YOUR OBJECTIVE | Look below for the line with "Target: small sunflower", and from there restate every line word for word until the entries end.

(Stored entries)
↓↓↓

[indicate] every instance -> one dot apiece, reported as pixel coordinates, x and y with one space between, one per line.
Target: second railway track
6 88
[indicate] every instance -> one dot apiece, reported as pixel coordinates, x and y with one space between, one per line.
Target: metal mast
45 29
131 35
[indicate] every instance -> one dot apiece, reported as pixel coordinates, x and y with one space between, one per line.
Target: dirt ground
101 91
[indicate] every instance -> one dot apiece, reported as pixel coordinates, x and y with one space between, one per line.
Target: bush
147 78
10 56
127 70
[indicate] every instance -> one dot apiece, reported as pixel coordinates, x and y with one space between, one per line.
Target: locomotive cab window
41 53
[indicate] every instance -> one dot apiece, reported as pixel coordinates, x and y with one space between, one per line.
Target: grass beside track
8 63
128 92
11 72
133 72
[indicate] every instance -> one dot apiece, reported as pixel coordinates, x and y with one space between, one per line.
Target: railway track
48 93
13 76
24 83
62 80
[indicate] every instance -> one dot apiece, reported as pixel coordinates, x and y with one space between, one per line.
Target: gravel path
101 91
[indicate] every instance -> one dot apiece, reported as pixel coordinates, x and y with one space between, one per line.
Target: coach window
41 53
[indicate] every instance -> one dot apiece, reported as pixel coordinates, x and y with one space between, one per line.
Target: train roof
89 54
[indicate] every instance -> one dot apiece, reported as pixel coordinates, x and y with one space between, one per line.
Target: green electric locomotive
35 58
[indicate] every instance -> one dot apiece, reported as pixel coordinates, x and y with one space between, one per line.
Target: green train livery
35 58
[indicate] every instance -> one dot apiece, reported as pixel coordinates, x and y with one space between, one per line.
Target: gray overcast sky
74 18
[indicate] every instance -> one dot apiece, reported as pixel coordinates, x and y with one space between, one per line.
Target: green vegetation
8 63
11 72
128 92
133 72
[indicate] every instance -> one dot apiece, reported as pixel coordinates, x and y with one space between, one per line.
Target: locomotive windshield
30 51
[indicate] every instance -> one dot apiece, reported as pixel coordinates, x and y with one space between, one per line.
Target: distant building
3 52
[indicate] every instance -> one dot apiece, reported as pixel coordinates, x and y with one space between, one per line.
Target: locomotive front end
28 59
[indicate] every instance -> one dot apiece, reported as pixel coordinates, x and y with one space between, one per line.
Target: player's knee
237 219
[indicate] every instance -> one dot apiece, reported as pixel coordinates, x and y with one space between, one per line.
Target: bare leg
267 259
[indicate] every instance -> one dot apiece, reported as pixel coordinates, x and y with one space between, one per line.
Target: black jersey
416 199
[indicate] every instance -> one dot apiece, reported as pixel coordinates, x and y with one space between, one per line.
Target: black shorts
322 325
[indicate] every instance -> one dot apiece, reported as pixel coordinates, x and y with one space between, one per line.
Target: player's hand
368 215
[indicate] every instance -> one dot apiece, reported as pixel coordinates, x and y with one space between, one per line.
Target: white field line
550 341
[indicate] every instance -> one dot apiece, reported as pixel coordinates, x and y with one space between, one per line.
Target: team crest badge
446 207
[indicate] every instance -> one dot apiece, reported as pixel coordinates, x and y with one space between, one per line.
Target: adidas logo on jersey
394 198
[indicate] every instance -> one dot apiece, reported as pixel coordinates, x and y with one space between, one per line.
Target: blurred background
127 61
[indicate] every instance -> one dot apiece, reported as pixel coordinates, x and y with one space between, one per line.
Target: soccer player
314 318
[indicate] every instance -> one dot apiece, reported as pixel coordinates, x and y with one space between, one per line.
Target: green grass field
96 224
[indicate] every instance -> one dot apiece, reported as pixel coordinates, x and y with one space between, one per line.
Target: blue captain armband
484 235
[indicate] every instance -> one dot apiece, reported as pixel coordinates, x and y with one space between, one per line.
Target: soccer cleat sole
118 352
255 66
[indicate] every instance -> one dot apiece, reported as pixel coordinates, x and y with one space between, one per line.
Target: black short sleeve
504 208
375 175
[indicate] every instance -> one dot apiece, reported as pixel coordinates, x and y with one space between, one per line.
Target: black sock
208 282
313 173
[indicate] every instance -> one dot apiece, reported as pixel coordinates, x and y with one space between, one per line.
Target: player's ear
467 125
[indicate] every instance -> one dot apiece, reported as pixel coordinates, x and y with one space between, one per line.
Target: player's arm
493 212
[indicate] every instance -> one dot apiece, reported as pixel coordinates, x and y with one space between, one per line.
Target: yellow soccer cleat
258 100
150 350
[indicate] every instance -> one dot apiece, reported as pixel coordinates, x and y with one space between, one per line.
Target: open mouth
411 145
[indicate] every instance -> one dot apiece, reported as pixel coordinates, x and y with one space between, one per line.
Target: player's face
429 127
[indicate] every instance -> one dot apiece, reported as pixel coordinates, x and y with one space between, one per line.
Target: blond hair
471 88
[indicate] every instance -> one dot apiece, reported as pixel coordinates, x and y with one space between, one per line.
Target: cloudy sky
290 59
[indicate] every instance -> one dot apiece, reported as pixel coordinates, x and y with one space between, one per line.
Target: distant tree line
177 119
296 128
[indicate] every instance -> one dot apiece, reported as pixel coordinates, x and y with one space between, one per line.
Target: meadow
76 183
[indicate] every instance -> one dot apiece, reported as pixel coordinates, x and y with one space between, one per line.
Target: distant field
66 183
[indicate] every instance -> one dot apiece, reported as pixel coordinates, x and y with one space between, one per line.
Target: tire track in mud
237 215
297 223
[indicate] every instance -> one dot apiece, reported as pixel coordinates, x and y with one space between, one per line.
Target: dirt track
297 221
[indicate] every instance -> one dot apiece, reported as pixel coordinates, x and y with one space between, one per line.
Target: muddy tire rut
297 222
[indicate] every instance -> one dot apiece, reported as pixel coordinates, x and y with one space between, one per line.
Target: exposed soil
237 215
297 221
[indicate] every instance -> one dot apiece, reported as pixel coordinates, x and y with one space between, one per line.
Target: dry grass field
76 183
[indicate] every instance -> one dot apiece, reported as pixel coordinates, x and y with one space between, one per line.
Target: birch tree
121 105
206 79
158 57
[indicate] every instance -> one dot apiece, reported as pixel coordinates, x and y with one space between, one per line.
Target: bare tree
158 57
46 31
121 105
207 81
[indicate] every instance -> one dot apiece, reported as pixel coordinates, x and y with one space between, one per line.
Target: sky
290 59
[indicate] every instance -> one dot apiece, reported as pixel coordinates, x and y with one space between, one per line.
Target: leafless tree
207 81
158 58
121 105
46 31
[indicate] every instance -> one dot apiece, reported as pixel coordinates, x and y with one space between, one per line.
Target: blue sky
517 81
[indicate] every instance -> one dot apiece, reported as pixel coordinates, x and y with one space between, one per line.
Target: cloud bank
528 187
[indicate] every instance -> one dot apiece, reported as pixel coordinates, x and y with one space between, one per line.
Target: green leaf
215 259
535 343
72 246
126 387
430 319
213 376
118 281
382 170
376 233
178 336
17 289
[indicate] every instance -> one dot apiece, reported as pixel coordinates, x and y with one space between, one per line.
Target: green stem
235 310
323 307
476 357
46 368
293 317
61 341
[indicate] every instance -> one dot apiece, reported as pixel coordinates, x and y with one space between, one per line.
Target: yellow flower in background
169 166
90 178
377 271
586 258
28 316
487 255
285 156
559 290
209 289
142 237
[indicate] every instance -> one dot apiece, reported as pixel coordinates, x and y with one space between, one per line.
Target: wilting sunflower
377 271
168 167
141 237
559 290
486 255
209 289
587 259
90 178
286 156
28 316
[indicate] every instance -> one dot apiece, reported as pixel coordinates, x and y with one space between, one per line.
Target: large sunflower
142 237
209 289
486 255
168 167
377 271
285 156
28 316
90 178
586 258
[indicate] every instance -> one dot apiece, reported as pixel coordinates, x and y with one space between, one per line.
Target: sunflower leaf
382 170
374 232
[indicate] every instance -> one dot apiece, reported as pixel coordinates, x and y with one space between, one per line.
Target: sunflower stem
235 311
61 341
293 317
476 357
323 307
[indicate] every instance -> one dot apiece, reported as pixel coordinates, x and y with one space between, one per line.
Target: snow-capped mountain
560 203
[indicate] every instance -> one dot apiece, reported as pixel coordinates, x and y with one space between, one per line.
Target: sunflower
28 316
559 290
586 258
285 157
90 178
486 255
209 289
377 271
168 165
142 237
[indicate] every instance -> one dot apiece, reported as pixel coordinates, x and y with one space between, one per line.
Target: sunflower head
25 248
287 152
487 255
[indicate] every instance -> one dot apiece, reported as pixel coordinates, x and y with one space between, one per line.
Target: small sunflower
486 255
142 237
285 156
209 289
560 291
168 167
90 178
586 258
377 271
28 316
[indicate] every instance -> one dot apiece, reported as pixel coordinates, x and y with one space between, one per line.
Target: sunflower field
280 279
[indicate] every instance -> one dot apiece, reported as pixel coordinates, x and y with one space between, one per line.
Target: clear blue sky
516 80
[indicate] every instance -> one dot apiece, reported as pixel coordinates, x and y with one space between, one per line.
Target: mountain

↑↑↑

EXERCISE OUTPUT |
Target: small sunflower
486 255
142 237
285 156
209 289
560 291
168 167
90 178
586 258
377 271
28 316
[indicate] every instance -> one dot apiece, reported as pixel coordinates, x and y with one space between, one per line.
Target: sunflower field
280 279
[indicate] every instance -> one dot apiece, reported as pixel coordinates, x and y with one space between, one per line.
Target: clear blue sky
516 80
[indicate] every instance -> one dot apiece, reported as pixel coordinates, x and y with one space between, one per line.
Target: mountain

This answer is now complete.